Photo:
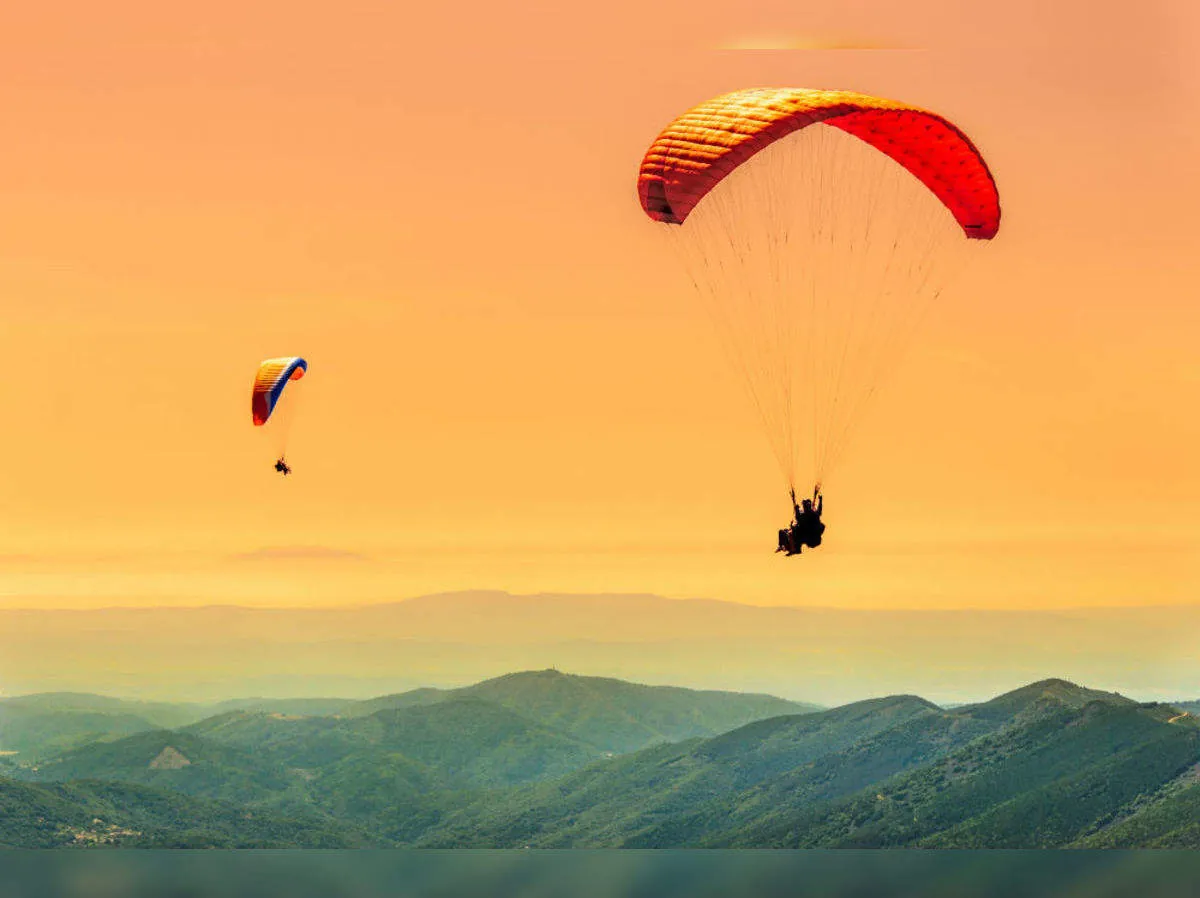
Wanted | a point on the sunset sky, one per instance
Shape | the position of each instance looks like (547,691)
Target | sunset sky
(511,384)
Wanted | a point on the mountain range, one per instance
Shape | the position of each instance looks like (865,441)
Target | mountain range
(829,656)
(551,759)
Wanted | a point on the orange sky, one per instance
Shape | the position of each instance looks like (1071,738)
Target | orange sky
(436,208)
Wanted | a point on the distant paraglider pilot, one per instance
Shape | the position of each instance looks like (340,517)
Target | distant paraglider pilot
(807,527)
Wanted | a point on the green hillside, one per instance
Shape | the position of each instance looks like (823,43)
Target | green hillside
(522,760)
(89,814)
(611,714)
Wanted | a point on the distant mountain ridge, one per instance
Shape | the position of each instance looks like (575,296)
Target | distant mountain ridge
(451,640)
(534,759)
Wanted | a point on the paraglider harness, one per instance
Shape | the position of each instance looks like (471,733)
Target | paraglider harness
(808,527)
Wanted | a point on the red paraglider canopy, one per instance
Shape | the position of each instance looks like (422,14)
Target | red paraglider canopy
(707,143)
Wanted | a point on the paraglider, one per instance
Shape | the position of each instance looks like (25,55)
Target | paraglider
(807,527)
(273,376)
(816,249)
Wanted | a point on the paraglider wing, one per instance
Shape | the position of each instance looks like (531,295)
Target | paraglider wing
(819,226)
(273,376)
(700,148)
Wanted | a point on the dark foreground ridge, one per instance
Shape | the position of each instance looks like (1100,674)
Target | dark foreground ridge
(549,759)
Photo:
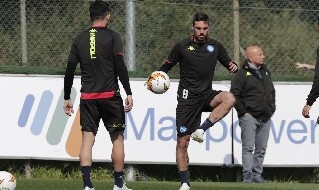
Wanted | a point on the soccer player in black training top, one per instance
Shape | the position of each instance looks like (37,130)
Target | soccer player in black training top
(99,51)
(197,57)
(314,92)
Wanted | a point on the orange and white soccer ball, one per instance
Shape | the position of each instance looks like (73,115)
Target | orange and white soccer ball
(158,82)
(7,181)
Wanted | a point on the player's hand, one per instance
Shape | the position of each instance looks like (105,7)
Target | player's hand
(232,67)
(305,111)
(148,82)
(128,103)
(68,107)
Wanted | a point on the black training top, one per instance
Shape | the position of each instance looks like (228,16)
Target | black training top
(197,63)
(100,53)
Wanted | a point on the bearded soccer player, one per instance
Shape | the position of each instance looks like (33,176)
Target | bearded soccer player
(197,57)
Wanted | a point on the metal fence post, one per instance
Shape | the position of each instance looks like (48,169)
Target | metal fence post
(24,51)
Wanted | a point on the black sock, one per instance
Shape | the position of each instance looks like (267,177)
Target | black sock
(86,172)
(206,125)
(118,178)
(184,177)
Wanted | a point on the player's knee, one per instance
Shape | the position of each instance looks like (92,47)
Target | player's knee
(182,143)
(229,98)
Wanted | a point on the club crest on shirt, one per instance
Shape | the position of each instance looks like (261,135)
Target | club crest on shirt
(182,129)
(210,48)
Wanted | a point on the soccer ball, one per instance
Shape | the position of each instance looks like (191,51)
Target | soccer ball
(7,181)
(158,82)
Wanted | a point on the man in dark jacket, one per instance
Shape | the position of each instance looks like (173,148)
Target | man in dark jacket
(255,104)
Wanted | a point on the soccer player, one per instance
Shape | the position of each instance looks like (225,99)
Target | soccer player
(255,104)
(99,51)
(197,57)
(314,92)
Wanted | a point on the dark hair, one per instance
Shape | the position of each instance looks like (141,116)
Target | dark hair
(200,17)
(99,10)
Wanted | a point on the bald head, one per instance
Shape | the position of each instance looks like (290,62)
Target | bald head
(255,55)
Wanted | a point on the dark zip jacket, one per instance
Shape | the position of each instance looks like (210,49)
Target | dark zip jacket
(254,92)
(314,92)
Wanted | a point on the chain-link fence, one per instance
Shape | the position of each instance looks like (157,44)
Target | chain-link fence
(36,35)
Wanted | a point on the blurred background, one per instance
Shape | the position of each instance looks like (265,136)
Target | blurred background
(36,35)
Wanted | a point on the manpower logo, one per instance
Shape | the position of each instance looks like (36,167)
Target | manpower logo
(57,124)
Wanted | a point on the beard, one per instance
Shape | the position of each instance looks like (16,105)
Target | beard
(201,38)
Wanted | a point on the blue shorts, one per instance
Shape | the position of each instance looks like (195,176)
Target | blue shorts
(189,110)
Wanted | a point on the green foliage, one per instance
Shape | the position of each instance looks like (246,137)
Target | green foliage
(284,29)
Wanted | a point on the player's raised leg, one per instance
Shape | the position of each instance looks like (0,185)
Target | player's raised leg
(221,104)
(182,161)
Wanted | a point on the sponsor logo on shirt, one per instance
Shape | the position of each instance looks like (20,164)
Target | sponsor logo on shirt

▬▬▬▬▬▬▬▬▬▬

WHAT THIS TASK INVOLVES: Find "Shape | the position of each instance looks like (225,99)" in the entries above and copy that whole line exactly, then each line after it through the line that contains "Wanted | a point on the green foliage, one".

OUTPUT FOR THIS TASK:
Shape | the position of each instance looks like (225,99)
Target | soccer player
(255,104)
(99,51)
(197,57)
(314,92)
Wanted | a point on the dark hair, one per instance
Shape | the position of each instance looks like (141,116)
Target | dark hair
(200,17)
(99,10)
Wanted | a point on the bald head, one per instance
Shape | the position of each instance looks like (290,62)
Target | bald head
(255,55)
Wanted | a point on the dark zip jacket, one per instance
Shape | the position of each instance looks like (210,49)
Target | dark zip jacket
(254,92)
(314,92)
Wanted | a point on the chain-link fence, one per instance
Shape | the position of each instance looks like (157,44)
Target | chain-link fence
(36,35)
Wanted | a point on the blurred background, one per instance
Shape | the position of each instance looks like (265,136)
Target | blurred background
(36,35)
Wanted | a point on the manpower logo, one per instance
Shape | the position of each instance looks like (36,167)
Target | manpower logo
(57,124)
Wanted | a point on the beard, one per instance
Shape | the position of each instance looks like (16,105)
Target | beard
(201,38)
Wanted | a point on the blue shorts, one per instance
Shape | the position of each instance looks like (195,176)
Target | blue shorts
(189,110)
Wanted | a point on the green foliage, one per instance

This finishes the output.